____ PROVIDED DATA
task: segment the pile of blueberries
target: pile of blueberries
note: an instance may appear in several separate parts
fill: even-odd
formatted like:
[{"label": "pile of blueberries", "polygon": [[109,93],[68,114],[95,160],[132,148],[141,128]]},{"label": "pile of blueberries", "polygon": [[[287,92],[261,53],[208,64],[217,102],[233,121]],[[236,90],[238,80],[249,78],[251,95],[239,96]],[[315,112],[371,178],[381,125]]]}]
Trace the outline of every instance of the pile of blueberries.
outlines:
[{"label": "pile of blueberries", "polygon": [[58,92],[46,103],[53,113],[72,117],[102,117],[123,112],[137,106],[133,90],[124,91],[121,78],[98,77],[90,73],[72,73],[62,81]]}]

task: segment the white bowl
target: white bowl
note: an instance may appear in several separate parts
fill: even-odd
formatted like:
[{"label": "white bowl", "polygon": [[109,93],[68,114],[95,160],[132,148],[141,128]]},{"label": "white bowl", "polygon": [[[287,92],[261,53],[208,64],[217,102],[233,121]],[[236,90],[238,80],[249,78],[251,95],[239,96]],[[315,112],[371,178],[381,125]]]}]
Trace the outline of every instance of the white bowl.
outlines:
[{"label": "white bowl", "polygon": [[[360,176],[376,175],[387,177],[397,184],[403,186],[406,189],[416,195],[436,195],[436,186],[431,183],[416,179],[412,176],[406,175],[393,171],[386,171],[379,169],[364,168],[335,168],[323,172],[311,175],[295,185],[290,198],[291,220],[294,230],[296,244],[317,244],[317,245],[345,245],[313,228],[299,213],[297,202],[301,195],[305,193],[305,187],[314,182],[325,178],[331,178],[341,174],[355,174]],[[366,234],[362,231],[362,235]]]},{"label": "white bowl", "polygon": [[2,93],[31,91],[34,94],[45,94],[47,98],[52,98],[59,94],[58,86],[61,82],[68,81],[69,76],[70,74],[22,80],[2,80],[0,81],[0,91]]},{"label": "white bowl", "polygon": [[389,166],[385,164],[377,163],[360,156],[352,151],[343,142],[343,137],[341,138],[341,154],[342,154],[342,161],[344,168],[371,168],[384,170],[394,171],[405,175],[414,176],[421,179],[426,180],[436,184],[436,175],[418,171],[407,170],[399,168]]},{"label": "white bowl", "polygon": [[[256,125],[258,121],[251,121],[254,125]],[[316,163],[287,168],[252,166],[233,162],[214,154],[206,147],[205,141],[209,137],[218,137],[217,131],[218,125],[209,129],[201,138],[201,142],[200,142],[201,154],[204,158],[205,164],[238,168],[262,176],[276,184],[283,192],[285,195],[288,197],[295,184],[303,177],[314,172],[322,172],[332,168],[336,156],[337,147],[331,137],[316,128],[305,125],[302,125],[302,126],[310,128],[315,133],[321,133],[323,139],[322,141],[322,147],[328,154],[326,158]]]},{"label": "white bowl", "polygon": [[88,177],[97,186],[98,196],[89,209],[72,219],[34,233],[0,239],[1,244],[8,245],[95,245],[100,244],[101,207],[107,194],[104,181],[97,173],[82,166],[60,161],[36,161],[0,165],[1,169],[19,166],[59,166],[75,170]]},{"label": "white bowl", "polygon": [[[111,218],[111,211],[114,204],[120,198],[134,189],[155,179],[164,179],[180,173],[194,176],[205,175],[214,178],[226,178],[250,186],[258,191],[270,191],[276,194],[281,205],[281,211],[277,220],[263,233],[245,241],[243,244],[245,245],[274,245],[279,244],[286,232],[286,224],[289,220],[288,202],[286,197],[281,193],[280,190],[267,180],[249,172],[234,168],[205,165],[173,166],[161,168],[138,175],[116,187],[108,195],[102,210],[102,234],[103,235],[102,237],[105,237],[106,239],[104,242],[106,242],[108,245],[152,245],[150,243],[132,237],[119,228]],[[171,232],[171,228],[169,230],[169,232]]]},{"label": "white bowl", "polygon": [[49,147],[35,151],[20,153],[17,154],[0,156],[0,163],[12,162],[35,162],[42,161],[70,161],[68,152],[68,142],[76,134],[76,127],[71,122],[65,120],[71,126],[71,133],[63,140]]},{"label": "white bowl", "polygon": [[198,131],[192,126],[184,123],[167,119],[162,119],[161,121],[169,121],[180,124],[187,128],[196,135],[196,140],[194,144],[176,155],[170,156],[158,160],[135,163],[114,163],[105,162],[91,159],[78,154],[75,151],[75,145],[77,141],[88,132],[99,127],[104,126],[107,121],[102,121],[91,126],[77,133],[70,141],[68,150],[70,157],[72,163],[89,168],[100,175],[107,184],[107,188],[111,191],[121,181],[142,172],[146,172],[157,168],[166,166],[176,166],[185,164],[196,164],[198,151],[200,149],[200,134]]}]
________
Please return the data above exactly as given.

◆ EXPECTED ANSWER
task: segment the pile of blueberries
target: pile of blueberries
note: an instance may appear in several separate parts
fill: even-odd
formatted like:
[{"label": "pile of blueberries", "polygon": [[109,93],[68,114],[95,160],[132,148],[141,128]]},{"label": "pile of blueberries", "polygon": [[[287,92],[261,53],[208,64],[217,102],[233,121]],[[236,90],[238,80],[249,78],[251,95],[239,96]],[[315,112],[371,178],[381,125]]]}]
Trace the outline of every instance of the pile of blueberries.
outlines:
[{"label": "pile of blueberries", "polygon": [[58,92],[46,103],[53,113],[72,117],[102,117],[123,112],[137,106],[133,90],[124,91],[121,78],[98,77],[90,73],[72,73],[62,81]]}]

task: segment the white bowl
target: white bowl
note: an instance may appear in several separate parts
fill: even-odd
formatted like:
[{"label": "white bowl", "polygon": [[109,93],[68,114],[95,160],[132,148],[141,128]]},{"label": "white bowl", "polygon": [[[287,92],[261,53],[208,64],[217,102],[233,121]],[[236,90],[238,80],[249,78],[251,95],[239,96]],[[315,112],[371,178],[381,125]]]}]
Trace the outline of every instance of the white bowl.
outlines:
[{"label": "white bowl", "polygon": [[[360,176],[376,175],[387,177],[397,184],[403,186],[406,189],[416,195],[436,195],[436,186],[431,183],[416,179],[412,176],[406,175],[393,171],[386,171],[379,169],[364,168],[335,168],[323,172],[311,175],[295,185],[290,198],[291,220],[294,230],[296,244],[317,244],[317,245],[345,245],[313,228],[299,213],[297,202],[301,195],[305,193],[305,187],[314,182],[325,178],[331,178],[341,174],[355,174]],[[366,234],[362,231],[362,235]]]},{"label": "white bowl", "polygon": [[2,93],[31,91],[34,94],[45,94],[47,98],[52,98],[59,94],[58,86],[61,82],[68,81],[69,76],[70,74],[22,80],[2,80],[0,81],[0,91]]},{"label": "white bowl", "polygon": [[389,166],[385,164],[377,163],[360,156],[352,151],[343,142],[343,137],[341,138],[341,154],[342,154],[342,161],[344,168],[371,168],[384,170],[394,171],[405,175],[414,176],[421,179],[426,180],[436,184],[436,175],[418,171],[407,170],[399,168]]},{"label": "white bowl", "polygon": [[[256,125],[258,121],[251,121],[254,125]],[[316,163],[287,168],[252,166],[233,162],[214,154],[206,147],[205,141],[209,137],[218,137],[217,131],[218,125],[209,129],[201,138],[201,142],[200,142],[201,154],[204,158],[205,164],[238,168],[262,176],[276,184],[283,192],[285,195],[288,197],[295,184],[303,177],[314,172],[322,172],[332,168],[336,156],[337,147],[331,137],[316,128],[305,125],[302,125],[302,126],[310,128],[315,133],[321,133],[323,139],[322,141],[322,147],[328,154],[326,158]]]},{"label": "white bowl", "polygon": [[88,177],[97,186],[98,196],[89,209],[72,219],[34,233],[0,239],[1,244],[8,245],[95,245],[100,244],[101,207],[107,194],[104,181],[97,173],[82,166],[60,161],[36,161],[0,165],[1,169],[19,166],[59,166],[75,170]]},{"label": "white bowl", "polygon": [[[111,218],[111,211],[114,204],[120,198],[134,189],[155,179],[164,179],[180,173],[194,176],[205,175],[214,178],[226,178],[250,186],[258,191],[270,191],[276,194],[281,205],[281,211],[277,220],[263,233],[245,241],[243,244],[245,245],[274,245],[279,244],[286,232],[286,224],[289,220],[288,202],[286,197],[281,193],[280,190],[267,180],[249,172],[234,168],[205,165],[173,166],[161,168],[138,175],[116,187],[108,195],[102,210],[102,234],[103,235],[102,237],[105,237],[106,239],[104,242],[106,242],[108,245],[152,245],[150,243],[132,237],[119,228]],[[171,232],[171,228],[169,230],[169,232]]]},{"label": "white bowl", "polygon": [[49,147],[35,151],[20,153],[17,154],[0,156],[0,163],[12,162],[35,162],[42,161],[70,161],[68,152],[68,142],[76,134],[76,127],[71,122],[65,120],[71,126],[71,133],[63,140]]},{"label": "white bowl", "polygon": [[198,131],[192,126],[184,123],[167,119],[162,119],[161,121],[169,121],[180,124],[187,128],[196,135],[196,140],[194,144],[176,155],[170,156],[158,160],[135,163],[114,163],[105,162],[91,159],[78,154],[75,151],[75,145],[77,141],[88,132],[99,127],[104,126],[107,121],[102,121],[91,126],[77,133],[70,141],[68,150],[70,157],[72,163],[89,168],[100,175],[107,184],[107,188],[111,191],[121,181],[142,172],[146,172],[157,168],[166,166],[176,166],[185,164],[196,164],[198,151],[200,149],[200,134]]}]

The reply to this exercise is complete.